| Supplied text |
Some people measure their level of anxiety and depression using questionnaires—I can’t tell you how many times I’ve taken the Beck Depression Inventory. (It, in itself, is depressing.) Some gauge their feelings based on their withdrawal from all things social; others can tell they’re in a rough patch based on physical symptoms (upset stomach, tightening muscles, etc.). Then there are those of us who assess our state of mental health using the not-super-scientific credit card method—that is to say, I know how sad and worried I’ve been feeling when my Visa is maxed on online purchases made in the wee hours from the comfort of my bed.
Heather Oliver-Hamilton seconds that system. The 46-year-old from Richmond Hill, Ont., is recently separated after an 18-year marriage (and a 23-year relationship that saw the birth of three kids and the death of one). Oliver-Hamilton says she finds herself spending money on her new home when she’s particularly down in the dumps. “The nights when my ex sends me a horrible email or I don’t have my kids—those are the times I just want to shop. Buying new things makes me feel like I’m in control when my life feels anything but,” she says. “Shopping has helped me through this huge transition to divorced woman and single mom.”

| Task to carry out |
Pick up the piece on shopping as a response to sadness and worry after its last sentence, and continue it in the same voice.

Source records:
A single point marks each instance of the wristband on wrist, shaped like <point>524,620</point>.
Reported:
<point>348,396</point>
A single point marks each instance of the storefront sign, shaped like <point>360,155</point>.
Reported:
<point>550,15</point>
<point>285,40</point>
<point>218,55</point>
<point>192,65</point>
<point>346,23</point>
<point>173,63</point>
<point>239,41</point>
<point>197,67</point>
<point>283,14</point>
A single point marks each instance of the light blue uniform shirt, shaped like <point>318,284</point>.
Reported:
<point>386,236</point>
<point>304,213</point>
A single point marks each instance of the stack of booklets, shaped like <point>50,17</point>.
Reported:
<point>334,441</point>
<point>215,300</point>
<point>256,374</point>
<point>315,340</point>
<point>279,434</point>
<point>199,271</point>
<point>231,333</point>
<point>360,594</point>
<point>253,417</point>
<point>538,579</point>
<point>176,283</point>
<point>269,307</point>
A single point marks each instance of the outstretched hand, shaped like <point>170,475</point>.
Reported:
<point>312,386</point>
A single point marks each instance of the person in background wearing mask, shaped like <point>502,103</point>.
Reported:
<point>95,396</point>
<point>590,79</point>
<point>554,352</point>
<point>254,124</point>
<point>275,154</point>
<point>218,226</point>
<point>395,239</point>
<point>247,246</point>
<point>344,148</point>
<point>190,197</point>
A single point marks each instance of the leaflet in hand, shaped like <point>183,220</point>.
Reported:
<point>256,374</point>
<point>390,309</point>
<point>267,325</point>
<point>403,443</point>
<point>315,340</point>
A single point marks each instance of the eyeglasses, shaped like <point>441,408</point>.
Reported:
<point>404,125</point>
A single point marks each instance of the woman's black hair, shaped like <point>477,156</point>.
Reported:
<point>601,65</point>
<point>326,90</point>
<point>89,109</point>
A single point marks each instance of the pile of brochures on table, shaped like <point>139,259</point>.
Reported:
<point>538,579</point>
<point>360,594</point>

| Exercise answer |
This is actually a thing. There are psychological reasons for this habit of buying things that, ahem, I may or may not need (usually the latter). The good news for me is that I’ve identified the pattern (feel hopelessly depressed, shop, feel euphoria at checkout, receive packages, excitedly open packages, feel depressed). The not-so-awesome news, however, is that I don’t know how to quit my expensive coping mechanism because—stop me if you’ve heard this—retail therapy is real.
When I ask (read: confess to) Marianna Golts, a psychiatrist at Toronto’s Mount Sinai Hospital (who’s, full-disclosure, my psychiatrist), she assures me no one is capable of always making rational decisions—we are emotional beings. “So, when someone is depressed, stressed or experiencing negative emotions, buying something can bring temporary relief. But the relief is short-lived, which may leave you feeling guilty about spending in the first place, which then leads to more negative emotions and more spending.”
Sadness is also linked to feeling a lack of control, and one study published in 2014 in the Journal of Consumer Psychology found that shopping is very effective when it comes to restoring that power when so many things feel uncontrollable. Another study, this one published in Psychology and Marketing, reported our crummy moods can help convince us that not only will buying that new jumpsuit, pair of flats, aromatherapy kit, two throw pillows and four books (all purchases I’ve made on my mobile in the last 24 hours) make us feel better, but that we genuinely deserve the happiness, too. (It also found folks in miserable moods were likely to spend more on things rather than experiences, thanks to the instant gratification.)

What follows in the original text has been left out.